[Nokta gösterme ve etiketleme girdileri]

§

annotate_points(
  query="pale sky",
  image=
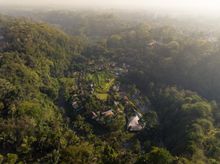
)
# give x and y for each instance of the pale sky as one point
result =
(203, 5)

§

Görev Özeti =
Yukarıdaki satırlarda "pale sky" ifadesini "bright sky" ile değiştirerek satırları güncelle, geri kalan her şeyi değiştirmeden bırak. Resimleri cevaba dahil etme.

Görevin Cevabı =
annotate_points(
  query="bright sky",
  image=
)
# give x and y for each instance of the bright sky as one point
result =
(203, 5)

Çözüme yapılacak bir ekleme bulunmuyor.